Task brief:
Each record that follows is to be output in full, precisely as written.

Dataset records:

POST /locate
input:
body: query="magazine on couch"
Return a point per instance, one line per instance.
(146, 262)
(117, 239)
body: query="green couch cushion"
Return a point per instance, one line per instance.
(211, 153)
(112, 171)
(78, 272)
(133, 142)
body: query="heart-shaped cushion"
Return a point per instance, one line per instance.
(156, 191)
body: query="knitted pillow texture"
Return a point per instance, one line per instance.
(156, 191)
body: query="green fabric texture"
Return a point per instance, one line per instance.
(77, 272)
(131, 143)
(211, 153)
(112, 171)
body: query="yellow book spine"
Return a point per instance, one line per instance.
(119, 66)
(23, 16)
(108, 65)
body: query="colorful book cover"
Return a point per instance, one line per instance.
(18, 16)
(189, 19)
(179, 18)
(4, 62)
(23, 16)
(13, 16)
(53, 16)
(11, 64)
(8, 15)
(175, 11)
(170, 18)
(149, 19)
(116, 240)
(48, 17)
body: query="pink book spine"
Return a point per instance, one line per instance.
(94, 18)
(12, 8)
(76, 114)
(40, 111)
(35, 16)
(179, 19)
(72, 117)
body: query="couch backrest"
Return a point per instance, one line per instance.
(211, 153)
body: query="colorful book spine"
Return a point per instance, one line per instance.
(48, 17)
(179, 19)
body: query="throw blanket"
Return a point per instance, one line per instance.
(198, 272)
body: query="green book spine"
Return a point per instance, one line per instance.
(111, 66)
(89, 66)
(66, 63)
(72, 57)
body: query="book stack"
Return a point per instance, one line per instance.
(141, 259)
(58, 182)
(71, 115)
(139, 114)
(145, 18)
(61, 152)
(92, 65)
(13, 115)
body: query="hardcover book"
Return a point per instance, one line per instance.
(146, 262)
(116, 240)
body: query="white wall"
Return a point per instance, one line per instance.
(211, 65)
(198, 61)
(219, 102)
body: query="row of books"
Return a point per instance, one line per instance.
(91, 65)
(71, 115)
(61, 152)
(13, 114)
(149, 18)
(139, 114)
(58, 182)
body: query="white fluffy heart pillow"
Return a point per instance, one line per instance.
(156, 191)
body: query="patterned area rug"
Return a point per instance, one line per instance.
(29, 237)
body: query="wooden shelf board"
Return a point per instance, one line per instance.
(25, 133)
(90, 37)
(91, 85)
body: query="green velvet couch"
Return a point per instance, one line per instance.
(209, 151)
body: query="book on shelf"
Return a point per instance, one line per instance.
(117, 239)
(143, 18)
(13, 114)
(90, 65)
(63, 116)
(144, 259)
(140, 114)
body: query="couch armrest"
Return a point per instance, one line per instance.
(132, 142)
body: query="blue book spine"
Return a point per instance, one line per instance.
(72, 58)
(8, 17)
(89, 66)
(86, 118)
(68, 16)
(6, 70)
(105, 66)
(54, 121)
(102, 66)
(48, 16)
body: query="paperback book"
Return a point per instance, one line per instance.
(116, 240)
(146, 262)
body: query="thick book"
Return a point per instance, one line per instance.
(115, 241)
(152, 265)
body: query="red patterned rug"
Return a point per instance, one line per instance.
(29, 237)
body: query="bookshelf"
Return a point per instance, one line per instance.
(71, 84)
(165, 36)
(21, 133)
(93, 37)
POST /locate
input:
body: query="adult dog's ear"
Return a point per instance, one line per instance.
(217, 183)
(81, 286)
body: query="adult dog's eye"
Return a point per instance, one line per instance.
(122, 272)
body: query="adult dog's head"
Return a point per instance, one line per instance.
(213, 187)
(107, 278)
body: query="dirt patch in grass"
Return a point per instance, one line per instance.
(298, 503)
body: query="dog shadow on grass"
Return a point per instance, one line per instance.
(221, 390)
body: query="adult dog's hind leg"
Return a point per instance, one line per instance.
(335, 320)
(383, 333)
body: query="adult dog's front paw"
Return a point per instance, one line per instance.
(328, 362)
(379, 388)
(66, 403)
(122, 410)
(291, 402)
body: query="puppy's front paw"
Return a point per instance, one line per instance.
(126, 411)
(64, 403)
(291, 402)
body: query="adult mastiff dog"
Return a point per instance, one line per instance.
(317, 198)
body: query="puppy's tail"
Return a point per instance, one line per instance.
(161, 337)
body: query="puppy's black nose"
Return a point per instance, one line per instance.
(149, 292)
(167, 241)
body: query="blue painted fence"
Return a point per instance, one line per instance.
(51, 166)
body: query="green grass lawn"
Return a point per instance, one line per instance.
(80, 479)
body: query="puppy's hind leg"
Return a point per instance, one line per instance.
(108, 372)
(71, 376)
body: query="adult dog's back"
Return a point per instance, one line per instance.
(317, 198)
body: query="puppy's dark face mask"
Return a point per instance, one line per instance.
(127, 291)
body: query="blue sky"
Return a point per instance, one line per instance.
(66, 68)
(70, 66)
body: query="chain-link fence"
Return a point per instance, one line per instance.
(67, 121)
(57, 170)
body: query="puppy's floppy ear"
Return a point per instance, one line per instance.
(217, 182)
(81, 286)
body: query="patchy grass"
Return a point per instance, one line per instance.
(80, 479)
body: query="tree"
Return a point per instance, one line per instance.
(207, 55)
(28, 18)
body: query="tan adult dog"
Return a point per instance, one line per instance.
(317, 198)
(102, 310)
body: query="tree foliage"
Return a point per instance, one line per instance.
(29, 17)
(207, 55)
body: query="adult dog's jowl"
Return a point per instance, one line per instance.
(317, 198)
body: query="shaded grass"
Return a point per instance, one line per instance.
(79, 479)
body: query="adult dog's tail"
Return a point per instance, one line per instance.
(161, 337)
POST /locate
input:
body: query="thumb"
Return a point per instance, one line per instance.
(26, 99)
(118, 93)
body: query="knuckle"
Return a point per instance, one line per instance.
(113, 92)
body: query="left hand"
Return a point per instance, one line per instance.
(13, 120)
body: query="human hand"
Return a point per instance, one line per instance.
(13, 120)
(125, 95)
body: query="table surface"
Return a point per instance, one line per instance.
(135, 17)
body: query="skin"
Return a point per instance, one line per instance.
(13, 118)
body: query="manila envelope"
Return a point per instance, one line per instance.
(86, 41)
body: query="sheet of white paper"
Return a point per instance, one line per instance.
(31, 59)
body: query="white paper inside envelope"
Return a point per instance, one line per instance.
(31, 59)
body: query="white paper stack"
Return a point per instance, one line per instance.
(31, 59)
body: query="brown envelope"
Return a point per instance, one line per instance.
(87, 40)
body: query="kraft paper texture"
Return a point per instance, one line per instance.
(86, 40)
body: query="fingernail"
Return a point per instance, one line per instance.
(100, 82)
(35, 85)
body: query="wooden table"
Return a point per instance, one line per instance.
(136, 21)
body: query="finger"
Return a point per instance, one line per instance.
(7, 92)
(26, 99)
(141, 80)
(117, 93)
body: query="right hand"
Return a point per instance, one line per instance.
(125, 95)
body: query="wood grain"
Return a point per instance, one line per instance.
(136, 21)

Solution for this task:
POST /locate
input:
body: query="magazine on couch"
Return a point per instance, one line per instance.
(146, 262)
(117, 239)
body: query="green couch cushion"
Return a point per instance, one line per instance.
(211, 153)
(112, 171)
(78, 272)
(133, 142)
body: query="heart-shaped cushion"
Return a point per instance, one line per instance.
(156, 191)
body: query="knitted pillow texture"
Return a point per instance, one line per instance.
(156, 191)
body: query="green fabric texture"
Return a point per instance, one line per instance.
(77, 272)
(131, 143)
(211, 153)
(112, 171)
body: query="yellow book spine"
Return a point per instance, one line per instance.
(119, 66)
(23, 16)
(108, 65)
body: query="colorful book cover"
Return a point per instance, one line per instance.
(18, 16)
(189, 19)
(179, 18)
(4, 62)
(23, 16)
(13, 16)
(53, 16)
(11, 64)
(8, 15)
(175, 11)
(170, 18)
(149, 19)
(116, 240)
(48, 17)
body: query="pink book spine"
Return a point per instance, one line per instance.
(94, 18)
(12, 8)
(76, 114)
(40, 111)
(35, 16)
(179, 19)
(72, 117)
body: query="couch backrest"
Return a point per instance, one line per instance.
(211, 153)
body: query="colorful book spine"
Return a point per instance, one line per instance.
(48, 17)
(179, 19)
body: query="throw blanket"
Return a point per instance, one line per instance.
(198, 272)
body: query="green book spine"
Return a point per instance, one line per instance.
(111, 66)
(89, 66)
(66, 63)
(72, 57)
body: query="book stack"
Return a point per instance, one line per instance.
(141, 259)
(58, 182)
(71, 115)
(139, 114)
(145, 18)
(61, 152)
(92, 65)
(13, 115)
body: query="hardcover book"
Return a point per instance, one line per instance.
(146, 262)
(116, 240)
body: query="white wall"
Return a point per instance, one line per instance.
(211, 65)
(198, 61)
(219, 102)
body: query="row of books"
Return a point per instance, one line per instance.
(91, 65)
(71, 115)
(61, 152)
(13, 114)
(149, 18)
(139, 114)
(58, 182)
body: query="white fluffy heart pillow"
Return a point per instance, one line per instance.
(156, 191)
body: query="patterned area rug"
Return a point per instance, one line per instance.
(29, 237)
body: query="wooden shelf board"
Return a point per instance, one line per instance.
(25, 133)
(90, 37)
(91, 85)
body: query="green velvet couch"
Return a point per instance, one line per instance.
(209, 151)
body: query="book on shelf"
Return a point per instance, one line per instance.
(117, 239)
(143, 18)
(13, 114)
(90, 65)
(63, 116)
(144, 259)
(140, 114)
body: query="couch armrest"
Return a point per instance, one line per instance.
(132, 142)
body: query="blue book spine"
Return a point per instance, one line per instance.
(72, 58)
(8, 17)
(89, 66)
(86, 118)
(68, 16)
(6, 70)
(105, 66)
(54, 121)
(102, 66)
(48, 16)
body: query="paperback book"
Return a point per instance, one line per instance.
(116, 240)
(146, 262)
body: query="thick book"
Return a point per instance, one line per instance.
(115, 241)
(152, 265)
body: query="red patterned rug"
Return a point per instance, one line per instance.
(29, 237)
body: query="bookshelf"
Return a point per instance, one line per instance.
(71, 84)
(165, 36)
(21, 133)
(93, 37)
POST /locate
input:
body: query="adult dog's ear"
Return a point per instance, one line per instance.
(217, 183)
(81, 286)
body: query="adult dog's eye"
Return a point per instance, one line per instance.
(122, 272)
body: query="adult dog's head"
Return a point per instance, one line per instance.
(213, 187)
(107, 278)
body: query="dirt patch in grass"
Return a point per instance, one line per instance.
(298, 503)
body: query="dog shadow on grass"
Return a point per instance, one line per instance.
(221, 390)
body: query="adult dog's hind leg"
Return a point per instance, one line per instance.
(335, 320)
(383, 333)
body: query="adult dog's front paw"
Return a point per instance, one line per instance.
(328, 362)
(379, 388)
(66, 403)
(122, 410)
(291, 402)
body: query="puppy's front paw"
Return a point per instance, one line per instance.
(126, 411)
(64, 403)
(291, 402)
body: query="adult mastiff dog"
Return a point per instance, one line per instance.
(317, 198)
body: query="puppy's tail"
Return a point per instance, one line per instance.
(161, 337)
body: query="puppy's black nose"
Return a point per instance, one line per instance.
(149, 292)
(167, 241)
body: query="blue painted fence"
Return a point per instance, one line per instance.
(51, 166)
body: query="green grass lawn"
Return a point per instance, one line per instance.
(80, 479)
body: query="puppy's hind leg"
Return a point per instance, one line per instance.
(108, 372)
(71, 376)
body: query="adult dog's back"
Return a point per instance, one line per instance.
(317, 198)
body: query="puppy's dark face mask"
Return a point per instance, one line per instance.
(127, 291)
body: query="blue sky"
Return a point per instance, one line per instance.
(66, 68)
(70, 66)
body: query="chain-link fence"
Return a point per instance, one line per instance.
(67, 121)
(57, 170)
body: query="puppy's floppy ear"
Return a point per instance, one line per instance.
(217, 182)
(81, 286)
body: query="patchy grass"
Return a point per instance, one line per instance.
(80, 479)
body: query="tree"
Return a point per instance, one line per instance.
(207, 55)
(28, 18)
body: query="tan adult dog"
Return a point per instance, one line per instance.
(317, 198)
(102, 310)
body: query="tree foliage"
Return a point per instance, one line per instance.
(29, 17)
(207, 55)
body: query="adult dog's jowl"
Return a point per instance, one line per instance.
(317, 198)
body: query="shaded grass"
Return a point per instance, one line per instance.
(79, 479)
body: query="adult dog's tail"
Return a point per instance, one line per instance.
(161, 337)
POST /locate
input:
body: query="thumb"
Return a point per instance, one line per instance.
(26, 99)
(118, 93)
body: query="knuckle"
Return a point per instance, one line per instance.
(113, 92)
body: query="left hand"
Return a point per instance, one line per instance.
(13, 120)
body: query="human hand"
Return a point per instance, one line per instance.
(13, 120)
(125, 95)
body: query="table surface"
Return a point per instance, one line per instance.
(135, 17)
body: query="skin"
Return a point per instance, one line per instance.
(13, 118)
body: query="manila envelope"
Return a point per instance, one line per instance.
(86, 41)
body: query="sheet of white paper"
Return a point per instance, one line per instance.
(31, 59)
body: query="white paper inside envelope"
Return a point per instance, one line per instance.
(31, 59)
body: query="white paper stack"
Return a point per instance, one line per instance.
(31, 59)
body: query="brown envelope"
Return a point per instance, one line per instance.
(87, 40)
body: query="kraft paper texture"
Return a point per instance, one line per instance.
(86, 40)
body: query="fingernail"
Return a point per instance, one line per instance.
(100, 82)
(35, 85)
body: query="wooden table"
Return a point per instance, one line per instance.
(136, 21)
body: query="finger"
Return a point per instance, one line per instance.
(7, 92)
(26, 99)
(141, 80)
(117, 93)
body: query="right hand"
Return a point per instance, one line per instance.
(125, 95)
body: query="wood grain"
Return a point per instance, one line per instance.
(136, 21)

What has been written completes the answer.